→ **Prompt**
Throughout the records below, find each line holding "gray" and copy it.

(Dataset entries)
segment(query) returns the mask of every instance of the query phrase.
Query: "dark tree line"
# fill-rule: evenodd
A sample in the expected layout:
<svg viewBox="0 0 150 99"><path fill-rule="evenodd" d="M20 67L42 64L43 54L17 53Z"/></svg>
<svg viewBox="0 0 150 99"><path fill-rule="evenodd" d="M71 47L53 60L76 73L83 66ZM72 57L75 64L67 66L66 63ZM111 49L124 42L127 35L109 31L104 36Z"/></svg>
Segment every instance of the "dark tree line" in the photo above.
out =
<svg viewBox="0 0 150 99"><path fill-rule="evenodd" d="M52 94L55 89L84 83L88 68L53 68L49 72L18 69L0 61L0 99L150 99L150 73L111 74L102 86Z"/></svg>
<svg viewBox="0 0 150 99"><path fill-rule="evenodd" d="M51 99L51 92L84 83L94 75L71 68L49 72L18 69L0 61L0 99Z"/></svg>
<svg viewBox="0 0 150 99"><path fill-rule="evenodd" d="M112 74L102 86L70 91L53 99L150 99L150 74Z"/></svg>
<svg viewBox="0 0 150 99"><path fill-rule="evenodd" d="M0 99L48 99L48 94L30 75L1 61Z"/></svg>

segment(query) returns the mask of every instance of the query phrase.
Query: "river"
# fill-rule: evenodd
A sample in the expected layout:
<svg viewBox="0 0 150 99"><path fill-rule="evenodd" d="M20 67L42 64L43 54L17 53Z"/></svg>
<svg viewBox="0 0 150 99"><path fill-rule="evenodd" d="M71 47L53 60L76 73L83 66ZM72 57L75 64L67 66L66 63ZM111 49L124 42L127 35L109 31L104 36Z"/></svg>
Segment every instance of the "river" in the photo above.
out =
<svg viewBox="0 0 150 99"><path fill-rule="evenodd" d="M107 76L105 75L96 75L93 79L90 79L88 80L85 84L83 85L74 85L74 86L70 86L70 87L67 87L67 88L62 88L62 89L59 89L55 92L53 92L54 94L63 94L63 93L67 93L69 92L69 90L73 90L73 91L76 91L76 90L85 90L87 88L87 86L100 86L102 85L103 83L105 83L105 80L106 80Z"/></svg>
---
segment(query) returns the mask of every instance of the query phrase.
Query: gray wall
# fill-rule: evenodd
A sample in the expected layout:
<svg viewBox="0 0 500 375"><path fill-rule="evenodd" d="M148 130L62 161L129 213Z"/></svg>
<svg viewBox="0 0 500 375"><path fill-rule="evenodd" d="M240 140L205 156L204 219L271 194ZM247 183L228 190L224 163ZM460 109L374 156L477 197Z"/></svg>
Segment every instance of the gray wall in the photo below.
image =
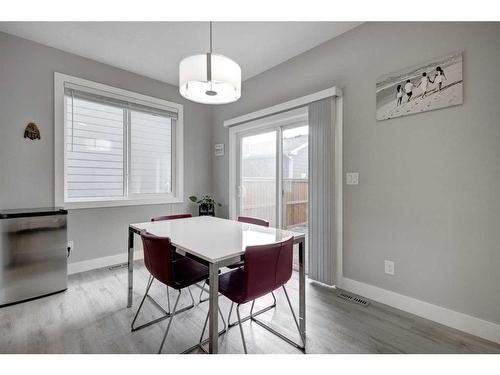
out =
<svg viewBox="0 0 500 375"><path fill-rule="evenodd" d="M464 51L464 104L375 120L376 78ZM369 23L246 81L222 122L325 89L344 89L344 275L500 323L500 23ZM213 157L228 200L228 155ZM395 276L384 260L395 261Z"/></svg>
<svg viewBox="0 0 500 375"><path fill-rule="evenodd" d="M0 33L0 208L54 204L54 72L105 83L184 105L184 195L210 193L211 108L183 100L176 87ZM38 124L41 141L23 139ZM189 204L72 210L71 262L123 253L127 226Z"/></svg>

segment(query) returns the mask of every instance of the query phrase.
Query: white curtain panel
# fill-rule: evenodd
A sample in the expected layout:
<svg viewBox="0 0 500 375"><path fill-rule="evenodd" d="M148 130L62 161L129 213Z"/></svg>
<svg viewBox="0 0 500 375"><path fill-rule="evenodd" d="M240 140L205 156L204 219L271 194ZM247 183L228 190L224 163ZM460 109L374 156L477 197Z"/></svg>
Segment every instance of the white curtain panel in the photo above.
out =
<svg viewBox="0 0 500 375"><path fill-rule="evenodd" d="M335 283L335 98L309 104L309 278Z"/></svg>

→ **The answer**
Query: gray wall
Segment every instance of the gray wall in the photo below.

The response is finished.